Exercises to complete
**1)** Answer these from the article, one line each:
(a) How many people did the van on Las Ramblas kill?
(b) Which airline issued the plane tickets found in Es Satty's name?
(c) What business did Salh El Karib run?
**2)** Please return the stretch of the article from "According to Judge" through "the sources said.", copied word for word.

They said the group was led by an imam who tutored its members, mainly young Moroccans, in jihad (holy war) and told them, "Martyrdom is a good thing, according to the Koran," Mohamed Houli Chemlal told a Spanish High Court judge.
After a day-long hearing of four suspects in the plot, Judge Fernando Andreu on Tuesday ordered Chemlal and a second defendant, Driss Oukabir, to be remanded on charges of membership of a terrorist group and murder. Chemlal was also charged with explosives possession.
A third suspect, Salh El Karib, who ran an internet cafe in a northeastern Spanish town where most of the alleged cell members lived, will remain in police custody for now pending further investigation. The fourth man, Mohamed Aalla, was released on certain conditions.
Police on Monday shot dead 22-year-old Younes Abouyaaqoub, whom they had identified as the driver of the van that careered along the packed Las Ramblas boulevard in Barcelona last Thursday, killing 13 people and injuring 120 from 34 countries.
Islamic State claimed responsibility for the van attack and a separate deadly assault, hours later, in the coastal resort of Cambrils, south of Barcelona.
In Cambrils, a car rammed passersby and its occupants got out and tried to stab people. The five assailants, who were wearing what turned out to be fake explosive belts, were all shot dead by police, while a Spanish woman died in the attack.
Police say the imam suspected of leading the militant cell, Abdelbaki Es Satty, died when a house the group was using to build bombs blew up a day before the Barcelona attack.
According to Judge Andreu's statement, in the ruins of the house in Alcanar, southwest of Barcelona, police found several plane tickets to Brussels in Es Satty's name issued by the Spanish airline Vueling.
Also found, it said, was a note in Arabic entitled "Short letter from the soldiers of Islamic State in the land of al-Andalus for the crusaders, the hateful, the sinners, the unjust, the corruptors."
Al-Andalus was the Islamic name for Spain during the Middle Ages when much of it was Muslim-controlled.
The air tickets will raise questions about possible links of the group to Belgium, where a number of Islamist militant plots have been hatched or carried out. The document appears to be evidence of a link with Islamic State.
Chemlal told the court in the closed hearing that the group had obtained materials for making explosives in Spain, abroad, or via the internet, the sources said.

Information supplied
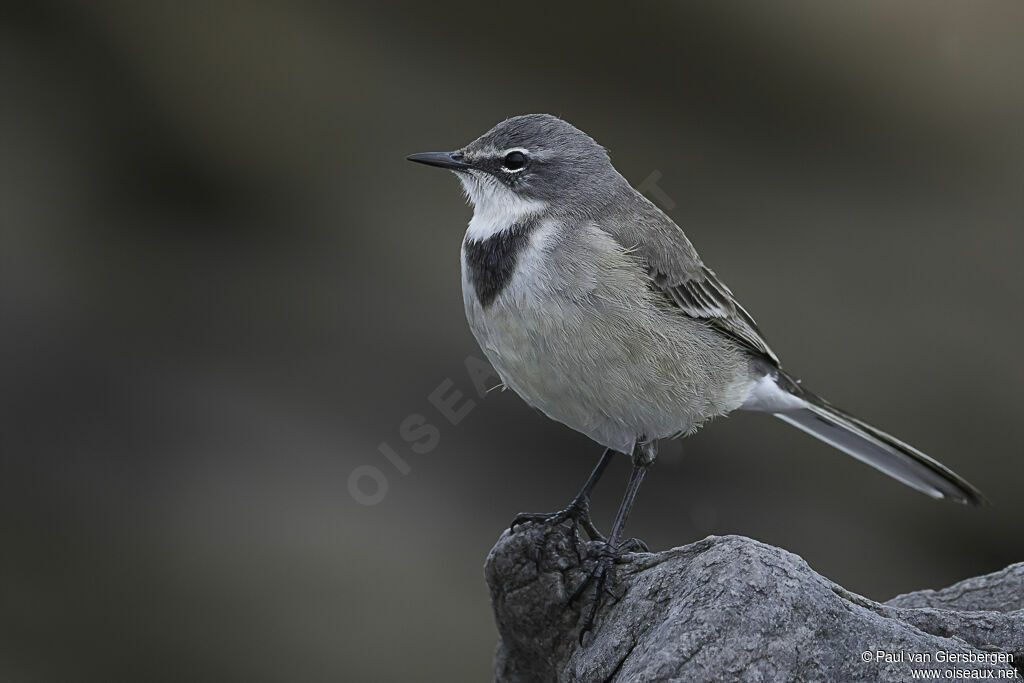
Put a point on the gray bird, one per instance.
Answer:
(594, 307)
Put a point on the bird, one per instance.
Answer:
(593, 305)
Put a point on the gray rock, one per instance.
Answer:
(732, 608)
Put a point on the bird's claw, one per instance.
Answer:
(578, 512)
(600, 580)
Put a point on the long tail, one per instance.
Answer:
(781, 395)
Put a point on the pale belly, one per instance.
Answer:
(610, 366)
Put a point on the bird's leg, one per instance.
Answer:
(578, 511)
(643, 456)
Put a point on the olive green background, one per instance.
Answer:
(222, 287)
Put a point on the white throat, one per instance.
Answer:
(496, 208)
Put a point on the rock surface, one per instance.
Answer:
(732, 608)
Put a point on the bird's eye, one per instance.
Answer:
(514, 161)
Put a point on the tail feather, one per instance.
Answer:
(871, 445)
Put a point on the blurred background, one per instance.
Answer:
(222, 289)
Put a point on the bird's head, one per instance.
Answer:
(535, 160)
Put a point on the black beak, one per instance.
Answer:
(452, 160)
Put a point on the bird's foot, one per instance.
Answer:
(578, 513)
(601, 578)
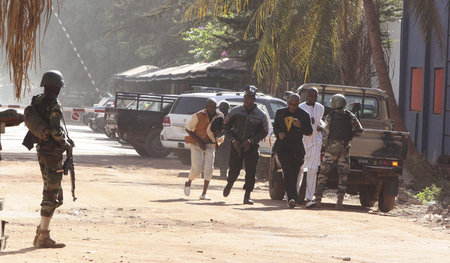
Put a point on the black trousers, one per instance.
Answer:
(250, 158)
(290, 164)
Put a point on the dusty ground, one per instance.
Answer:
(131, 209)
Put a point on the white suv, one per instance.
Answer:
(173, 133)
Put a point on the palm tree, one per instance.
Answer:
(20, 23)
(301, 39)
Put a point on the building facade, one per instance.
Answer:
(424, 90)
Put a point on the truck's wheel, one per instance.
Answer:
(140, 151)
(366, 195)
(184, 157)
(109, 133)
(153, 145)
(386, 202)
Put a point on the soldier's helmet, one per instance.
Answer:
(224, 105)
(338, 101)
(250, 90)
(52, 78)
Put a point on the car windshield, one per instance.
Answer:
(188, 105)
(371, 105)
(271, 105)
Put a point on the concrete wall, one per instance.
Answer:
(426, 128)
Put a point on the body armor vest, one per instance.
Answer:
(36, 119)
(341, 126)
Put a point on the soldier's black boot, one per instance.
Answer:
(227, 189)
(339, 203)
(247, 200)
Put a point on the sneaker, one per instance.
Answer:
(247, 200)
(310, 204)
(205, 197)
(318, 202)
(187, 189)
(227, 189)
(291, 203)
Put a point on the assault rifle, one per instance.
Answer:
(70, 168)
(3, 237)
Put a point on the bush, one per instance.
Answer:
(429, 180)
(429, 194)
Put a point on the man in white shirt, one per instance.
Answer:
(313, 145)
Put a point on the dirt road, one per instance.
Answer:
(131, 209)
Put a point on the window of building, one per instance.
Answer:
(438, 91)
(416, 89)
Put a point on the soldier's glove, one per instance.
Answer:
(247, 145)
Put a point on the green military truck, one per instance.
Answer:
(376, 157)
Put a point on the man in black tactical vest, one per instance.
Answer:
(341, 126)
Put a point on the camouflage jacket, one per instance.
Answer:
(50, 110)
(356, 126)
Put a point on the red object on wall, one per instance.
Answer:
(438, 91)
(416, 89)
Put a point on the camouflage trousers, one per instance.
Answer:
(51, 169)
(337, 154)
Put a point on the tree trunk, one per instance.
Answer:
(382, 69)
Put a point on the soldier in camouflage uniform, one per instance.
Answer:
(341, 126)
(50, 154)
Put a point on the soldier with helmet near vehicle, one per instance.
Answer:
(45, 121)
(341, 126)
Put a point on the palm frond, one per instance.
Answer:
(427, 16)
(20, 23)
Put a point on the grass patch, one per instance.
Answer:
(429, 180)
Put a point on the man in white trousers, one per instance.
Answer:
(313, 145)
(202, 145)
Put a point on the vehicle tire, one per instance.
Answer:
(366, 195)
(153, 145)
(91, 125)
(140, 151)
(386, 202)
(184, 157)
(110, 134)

Written responses
**1)**
(a) 13
(b) Vueling
(c) An internet cafe

**2)**
According to Judge Andreu's statement, in the ruins of the house in Alcanar, southwest of Barcelona, police found several plane tickets to Brussels in Es Satty's name issued by the Spanish airline Vueling.
Also found, it said, was a note in Arabic entitled "Short letter from the soldiers of Islamic State in the land of al-Andalus for the crusaders, the hateful, the sinners, the unjust, the corruptors."
Al-Andalus was the Islamic name for Spain during the Middle Ages when much of it was Muslim-controlled.
The air tickets will raise questions about possible links of the group to Belgium, where a number of Islamist militant plots have been hatched or carried out. The document appears to be evidence of a link with Islamic State.
Chemlal told the court in the closed hearing that the group had obtained materials for making explosives in Spain, abroad, or via the internet, the sources said.